-- START SOURCE --

# Crack running entire length of room in new additon.



## dreamercgl (Jul 11, 2009)

**

hI. We just put on a new addition 2 yrs ago. The contractor we used has been in the business for over 25 yrs, and he is very good. We added on a 40 by 32 room, one and half stories. The attic is very well insulated, the structure was very well strengthened. The ceiling in the living room is drywall with a light stucco design. Very  happy until last summer. We noticed a crack going the entire length of the room in the ceiling. Come winter time the ceiling would close and you couldn't even see it. Now , summer, it is back. My husband tried redoing the stucco in the crack which made it worse as far as noticeable.

I hate this so much. My husband seems to think that it is because we have a humongous cottonwood tree that has very large roots that run under our house. But the older additon is 70 years old and no crack anywhere on the ceiling. He wants to cut down the tree. I am adamant about leaving this beautiful tree , it is 125 yrs old and shades our home and plants.

he says it is the only thing that could be causing this.. I think that if it was the tree roots doing this, the crack wouldn't close up and then reopen other times. Please help, I do not want to lose my tree. We had a concrete company pour our foundation, and inspector walked upstairs and he said it was so sturdy that you could not budge the floor at all. So I don't know what is going on. We have no water leaks or anything. The whole house has been completely remodeled. The addition where the crack is does have crown moulding, just to let you know , although I find it hard to believe that , that would have anything to do with the crack. My husband is determined to cut down this wonderful tree. Please help.


----------



## ccarlisle (Jul 11, 2009)

A cracked ceiling is replaceable, a tree isn't. If he is looking for an excuse, this isn't a good one IMO.

-- END SOURCE --
-- START GIVEN INFORMATION --

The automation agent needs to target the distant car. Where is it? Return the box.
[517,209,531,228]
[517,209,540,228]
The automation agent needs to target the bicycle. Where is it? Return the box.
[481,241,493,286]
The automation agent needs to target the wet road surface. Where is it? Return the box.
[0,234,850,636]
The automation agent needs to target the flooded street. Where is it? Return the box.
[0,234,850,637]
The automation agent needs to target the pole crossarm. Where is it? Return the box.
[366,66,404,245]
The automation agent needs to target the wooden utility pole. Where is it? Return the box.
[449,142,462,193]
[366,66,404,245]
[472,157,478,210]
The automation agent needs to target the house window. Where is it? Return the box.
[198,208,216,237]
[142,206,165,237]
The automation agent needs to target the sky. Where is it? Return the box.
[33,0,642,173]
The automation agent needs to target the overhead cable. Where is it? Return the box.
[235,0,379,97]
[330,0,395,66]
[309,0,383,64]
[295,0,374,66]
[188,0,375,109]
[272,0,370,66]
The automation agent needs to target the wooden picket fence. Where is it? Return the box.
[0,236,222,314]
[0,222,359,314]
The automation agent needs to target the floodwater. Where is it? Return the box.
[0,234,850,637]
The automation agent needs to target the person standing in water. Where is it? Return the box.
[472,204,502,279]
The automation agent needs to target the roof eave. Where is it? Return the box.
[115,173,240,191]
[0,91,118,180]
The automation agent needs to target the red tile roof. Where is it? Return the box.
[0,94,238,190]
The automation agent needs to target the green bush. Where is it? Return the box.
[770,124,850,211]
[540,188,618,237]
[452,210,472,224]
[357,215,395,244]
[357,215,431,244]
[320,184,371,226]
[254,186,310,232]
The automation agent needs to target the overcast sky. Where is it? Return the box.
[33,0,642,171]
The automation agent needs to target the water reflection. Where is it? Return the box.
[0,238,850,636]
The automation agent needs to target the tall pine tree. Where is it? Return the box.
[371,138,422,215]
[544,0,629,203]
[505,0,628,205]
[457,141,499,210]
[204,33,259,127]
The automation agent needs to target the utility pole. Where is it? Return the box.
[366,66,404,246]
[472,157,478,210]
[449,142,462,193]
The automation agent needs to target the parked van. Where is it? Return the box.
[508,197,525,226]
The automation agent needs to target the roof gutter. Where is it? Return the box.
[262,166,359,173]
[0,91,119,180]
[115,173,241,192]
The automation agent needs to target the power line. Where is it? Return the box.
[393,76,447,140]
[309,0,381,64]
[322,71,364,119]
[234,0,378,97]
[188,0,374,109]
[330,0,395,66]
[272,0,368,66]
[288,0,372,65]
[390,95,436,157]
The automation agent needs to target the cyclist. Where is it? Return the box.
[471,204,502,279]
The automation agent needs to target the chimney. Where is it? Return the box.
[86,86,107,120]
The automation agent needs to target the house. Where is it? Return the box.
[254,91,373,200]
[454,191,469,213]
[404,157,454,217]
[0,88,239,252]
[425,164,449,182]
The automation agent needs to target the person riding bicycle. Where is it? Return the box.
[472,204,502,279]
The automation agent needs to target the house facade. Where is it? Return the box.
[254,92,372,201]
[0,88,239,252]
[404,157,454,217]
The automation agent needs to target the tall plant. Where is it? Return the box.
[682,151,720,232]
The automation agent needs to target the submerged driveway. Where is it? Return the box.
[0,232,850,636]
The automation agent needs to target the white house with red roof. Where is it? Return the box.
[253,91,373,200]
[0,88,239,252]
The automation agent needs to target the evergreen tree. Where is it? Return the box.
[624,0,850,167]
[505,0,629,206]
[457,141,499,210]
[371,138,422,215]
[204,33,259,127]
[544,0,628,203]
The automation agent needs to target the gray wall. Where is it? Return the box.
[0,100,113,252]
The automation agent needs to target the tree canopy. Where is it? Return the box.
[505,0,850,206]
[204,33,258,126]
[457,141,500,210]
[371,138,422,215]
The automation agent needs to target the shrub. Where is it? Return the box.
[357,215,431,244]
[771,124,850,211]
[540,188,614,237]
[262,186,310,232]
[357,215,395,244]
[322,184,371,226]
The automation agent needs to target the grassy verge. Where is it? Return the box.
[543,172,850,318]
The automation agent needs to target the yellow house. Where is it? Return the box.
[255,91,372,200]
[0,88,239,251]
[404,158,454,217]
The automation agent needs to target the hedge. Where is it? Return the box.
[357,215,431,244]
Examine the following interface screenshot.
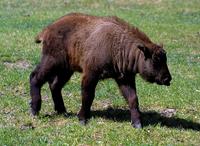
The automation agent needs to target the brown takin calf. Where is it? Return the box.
[30,13,171,128]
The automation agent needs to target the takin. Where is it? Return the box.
[30,13,172,128]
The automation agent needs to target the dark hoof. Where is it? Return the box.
[79,120,87,126]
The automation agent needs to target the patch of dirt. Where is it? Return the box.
[3,60,31,69]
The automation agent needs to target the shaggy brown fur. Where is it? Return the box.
[30,13,171,128]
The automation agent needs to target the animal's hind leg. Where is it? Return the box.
[30,57,54,115]
[49,71,73,114]
[78,73,98,124]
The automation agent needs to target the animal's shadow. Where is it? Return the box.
[92,108,200,131]
[45,107,200,131]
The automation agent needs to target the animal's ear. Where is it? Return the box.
[137,44,152,59]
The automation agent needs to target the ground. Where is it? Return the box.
[0,0,200,146]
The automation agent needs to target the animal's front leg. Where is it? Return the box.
[117,78,142,128]
[78,73,98,124]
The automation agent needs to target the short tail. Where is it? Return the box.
[35,29,46,44]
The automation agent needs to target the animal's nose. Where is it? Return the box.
[163,75,172,86]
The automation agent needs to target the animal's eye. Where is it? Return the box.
[153,56,160,63]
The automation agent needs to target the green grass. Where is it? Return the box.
[0,0,200,146]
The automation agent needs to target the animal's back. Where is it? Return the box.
[35,13,150,71]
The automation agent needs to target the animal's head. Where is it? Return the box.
[138,44,172,86]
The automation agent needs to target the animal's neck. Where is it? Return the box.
[115,42,143,74]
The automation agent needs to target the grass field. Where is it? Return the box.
[0,0,200,146]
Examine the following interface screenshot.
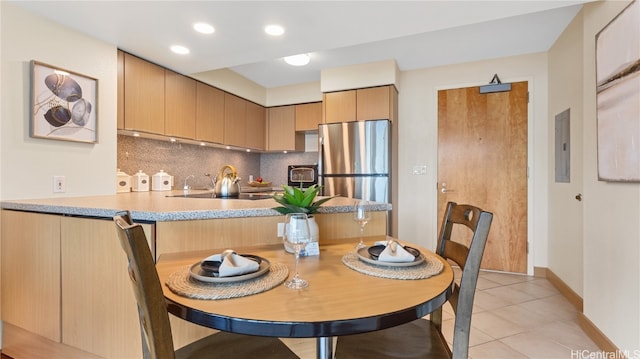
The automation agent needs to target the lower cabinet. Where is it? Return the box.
[0,210,153,359]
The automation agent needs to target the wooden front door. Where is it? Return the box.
[438,82,528,273]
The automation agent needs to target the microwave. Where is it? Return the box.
[287,165,318,188]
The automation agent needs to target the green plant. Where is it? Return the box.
[273,184,333,214]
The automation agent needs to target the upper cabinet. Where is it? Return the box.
[223,93,247,147]
[164,70,196,139]
[356,85,398,121]
[322,90,356,123]
[267,105,304,151]
[295,102,322,131]
[245,101,267,151]
[195,82,224,143]
[122,53,165,135]
[323,85,398,123]
[116,50,124,129]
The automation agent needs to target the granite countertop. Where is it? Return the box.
[1,190,391,221]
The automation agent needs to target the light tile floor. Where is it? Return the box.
[283,271,600,359]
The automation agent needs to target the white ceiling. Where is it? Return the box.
[10,0,591,88]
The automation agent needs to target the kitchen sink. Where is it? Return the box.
[167,192,272,200]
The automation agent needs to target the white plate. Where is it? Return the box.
[357,247,424,267]
[189,257,271,283]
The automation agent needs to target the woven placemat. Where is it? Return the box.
[342,252,444,279]
[165,263,289,299]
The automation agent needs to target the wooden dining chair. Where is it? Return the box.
[113,211,298,359]
[335,202,493,359]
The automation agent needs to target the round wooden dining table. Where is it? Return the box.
[156,236,454,358]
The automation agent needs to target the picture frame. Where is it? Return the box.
[30,60,98,143]
[596,0,640,182]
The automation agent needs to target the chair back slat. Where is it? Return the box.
[436,202,493,359]
[113,214,175,359]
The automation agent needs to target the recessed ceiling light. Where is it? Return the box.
[264,25,284,36]
[171,45,190,55]
[284,54,311,66]
[193,22,216,34]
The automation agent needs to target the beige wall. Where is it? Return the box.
[547,2,586,296]
[578,1,640,355]
[0,1,117,199]
[548,1,640,350]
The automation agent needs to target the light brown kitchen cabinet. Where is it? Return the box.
[296,102,322,131]
[356,86,397,121]
[0,210,62,344]
[195,82,224,143]
[0,210,155,359]
[245,101,267,151]
[322,90,356,123]
[267,105,304,151]
[164,70,196,139]
[124,53,165,135]
[323,85,398,123]
[116,50,124,130]
[223,93,247,147]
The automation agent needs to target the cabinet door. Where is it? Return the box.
[296,102,322,131]
[124,53,164,135]
[59,217,153,358]
[245,101,267,151]
[356,86,391,121]
[196,82,224,143]
[164,70,196,139]
[224,93,247,147]
[267,105,304,151]
[116,50,124,130]
[322,90,356,123]
[0,210,61,344]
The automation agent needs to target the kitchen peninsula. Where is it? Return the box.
[1,191,391,359]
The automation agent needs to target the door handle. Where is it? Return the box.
[440,182,455,193]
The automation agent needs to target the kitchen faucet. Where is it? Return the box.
[183,175,196,191]
[204,173,216,189]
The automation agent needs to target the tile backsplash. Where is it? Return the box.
[114,135,318,189]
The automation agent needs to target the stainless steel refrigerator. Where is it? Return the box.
[318,120,391,203]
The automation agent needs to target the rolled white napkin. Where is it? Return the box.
[204,251,260,277]
[378,241,416,263]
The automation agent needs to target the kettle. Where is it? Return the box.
[214,165,240,197]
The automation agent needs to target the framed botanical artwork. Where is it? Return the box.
[30,61,98,143]
[596,0,640,182]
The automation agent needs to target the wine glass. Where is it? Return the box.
[284,213,311,289]
[353,201,371,251]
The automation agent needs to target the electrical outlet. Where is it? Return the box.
[53,176,67,193]
[413,165,427,175]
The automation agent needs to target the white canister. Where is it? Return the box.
[151,170,173,191]
[116,168,131,193]
[131,170,149,192]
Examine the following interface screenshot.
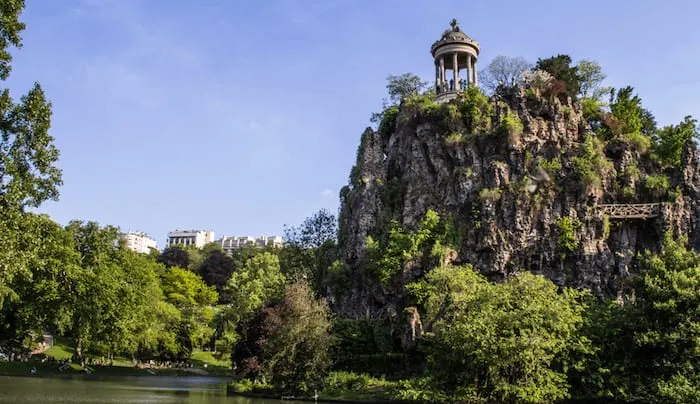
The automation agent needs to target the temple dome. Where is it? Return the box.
[430,19,479,57]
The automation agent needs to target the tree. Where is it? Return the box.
[233,282,334,394]
[576,59,606,99]
[226,252,286,319]
[158,245,190,268]
[408,265,587,403]
[284,209,338,248]
[653,116,700,167]
[0,214,80,350]
[0,0,61,308]
[535,55,581,99]
[279,209,338,291]
[161,267,218,358]
[386,73,428,104]
[630,234,700,403]
[197,248,235,303]
[479,55,532,92]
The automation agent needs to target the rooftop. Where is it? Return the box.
[430,18,479,56]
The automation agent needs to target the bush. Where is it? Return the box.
[445,132,464,146]
[497,112,523,144]
[479,188,502,202]
[459,86,493,133]
[557,216,581,252]
[572,133,612,192]
[644,174,671,198]
[402,266,588,403]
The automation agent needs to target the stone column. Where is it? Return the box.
[464,53,472,85]
[452,52,459,90]
[440,56,445,85]
[434,60,440,94]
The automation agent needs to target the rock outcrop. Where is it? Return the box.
[335,87,700,317]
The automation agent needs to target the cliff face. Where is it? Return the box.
[335,88,700,316]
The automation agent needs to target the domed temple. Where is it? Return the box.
[430,19,479,102]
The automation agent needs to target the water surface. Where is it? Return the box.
[0,376,318,404]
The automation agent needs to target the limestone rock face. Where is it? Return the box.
[335,88,700,316]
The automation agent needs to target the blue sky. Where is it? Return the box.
[10,0,700,246]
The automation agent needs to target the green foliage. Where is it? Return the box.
[366,209,459,285]
[378,105,399,137]
[581,98,605,122]
[250,282,334,394]
[556,216,581,252]
[386,73,428,104]
[644,174,671,198]
[576,59,606,99]
[479,188,503,202]
[535,55,581,99]
[572,134,612,188]
[603,215,610,240]
[445,132,464,146]
[284,209,338,248]
[539,157,561,178]
[605,86,653,153]
[408,266,587,403]
[497,112,523,138]
[226,252,286,319]
[479,55,532,92]
[0,0,61,309]
[458,86,493,133]
[654,116,700,167]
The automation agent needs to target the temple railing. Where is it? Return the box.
[596,203,663,219]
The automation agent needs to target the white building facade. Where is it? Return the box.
[216,236,284,255]
[166,230,214,248]
[120,231,158,254]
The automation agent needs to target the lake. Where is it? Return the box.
[0,376,322,404]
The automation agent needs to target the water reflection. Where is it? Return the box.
[0,376,318,404]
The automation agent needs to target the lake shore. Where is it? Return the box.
[0,361,230,379]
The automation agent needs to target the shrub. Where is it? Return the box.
[408,266,588,403]
[644,174,671,198]
[540,157,561,177]
[259,282,334,394]
[572,133,612,188]
[497,112,523,143]
[379,105,399,136]
[479,188,502,202]
[459,86,493,133]
[625,132,651,153]
[445,132,464,146]
[557,216,581,252]
[603,215,610,240]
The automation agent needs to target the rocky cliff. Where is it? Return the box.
[335,87,700,316]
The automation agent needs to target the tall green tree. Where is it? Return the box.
[0,0,61,307]
[653,116,700,167]
[232,281,335,394]
[161,267,218,357]
[409,266,585,403]
[227,252,286,319]
[535,55,581,99]
[576,59,606,99]
[197,248,235,303]
[479,55,532,92]
[0,214,80,349]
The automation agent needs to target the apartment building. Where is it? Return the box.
[119,231,158,254]
[216,236,284,255]
[166,230,214,248]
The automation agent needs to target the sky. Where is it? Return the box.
[9,0,700,247]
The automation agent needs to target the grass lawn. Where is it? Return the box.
[0,338,231,376]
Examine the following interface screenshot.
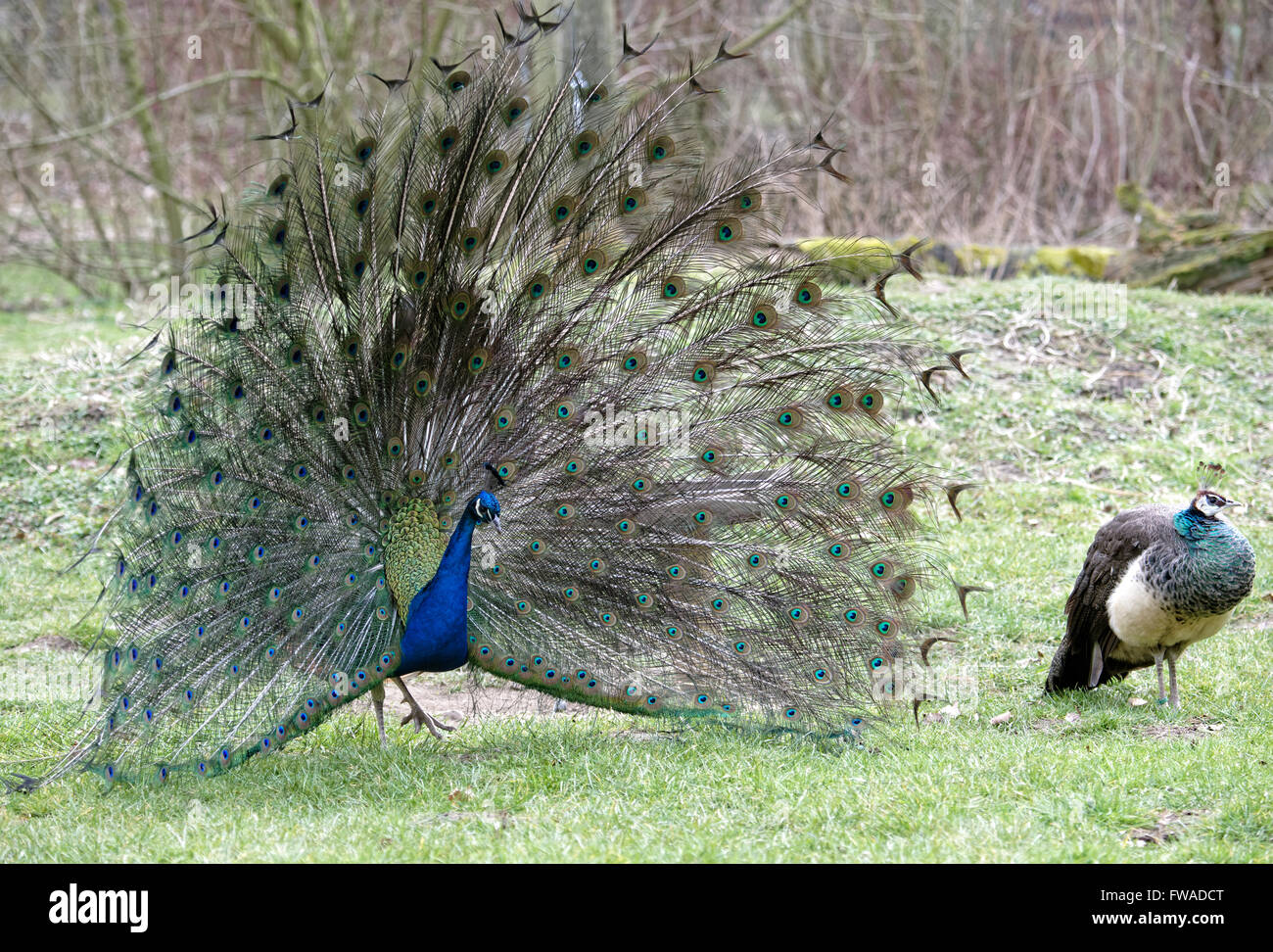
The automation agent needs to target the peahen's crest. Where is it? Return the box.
[17,18,960,782]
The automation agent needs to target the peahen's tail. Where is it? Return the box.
[17,13,963,782]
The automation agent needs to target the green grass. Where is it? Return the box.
[0,269,1273,862]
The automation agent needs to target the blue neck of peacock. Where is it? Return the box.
[395,509,478,675]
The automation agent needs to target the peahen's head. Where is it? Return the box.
[465,490,499,530]
[1189,489,1243,519]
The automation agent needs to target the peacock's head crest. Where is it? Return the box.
[466,490,499,530]
[1189,489,1243,519]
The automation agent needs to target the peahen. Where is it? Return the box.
[1045,489,1255,709]
[12,12,967,789]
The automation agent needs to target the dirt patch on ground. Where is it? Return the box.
[1124,809,1203,846]
[1140,718,1225,742]
[9,635,84,654]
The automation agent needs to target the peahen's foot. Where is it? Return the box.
[394,677,465,740]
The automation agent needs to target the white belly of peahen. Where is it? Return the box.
[1105,555,1234,662]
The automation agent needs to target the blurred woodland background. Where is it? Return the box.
[0,0,1273,292]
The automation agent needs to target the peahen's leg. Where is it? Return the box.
[1167,650,1180,710]
[394,677,454,740]
[372,684,390,747]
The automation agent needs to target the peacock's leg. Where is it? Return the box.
[394,677,454,740]
[1154,651,1167,704]
[372,684,390,747]
[1167,651,1180,710]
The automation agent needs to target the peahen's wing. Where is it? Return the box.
[1045,505,1178,691]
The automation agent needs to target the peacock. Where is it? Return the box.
[10,8,967,789]
[1045,486,1255,710]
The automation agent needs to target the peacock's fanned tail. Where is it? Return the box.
[31,22,962,782]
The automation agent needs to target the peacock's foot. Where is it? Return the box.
[401,708,454,740]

-- END GIVEN INFORMATION --

§ **ACTIONS TO TAKE**
a. In the forum thread about the ceiling crack, how old is the cottonwood tree?
b. Reproduce the passage from the forum thread about the ceiling crack, starting with "he says it is" and going on through "tree. Please help.".

§ **IN RESPONSE**
a. It is 125 years old.

b.
he says it is the only thing that could be causing this.. I think that if it was the tree roots doing this, the crack wouldn't close up and then reopen other times. Please help, I do not want to lose my tree. We had a concrete company pour our foundation, and inspector walked upstairs and he said it was so sturdy that you could not budge the floor at all. So I don't know what is going on. We have no water leaks or anything. The whole house has been completely remodeled. The addition where the crack is does have crown moulding, just to let you know , although I find it hard to believe that , that would have anything to do with the crack. My husband is determined to cut down this wonderful tree. Please help.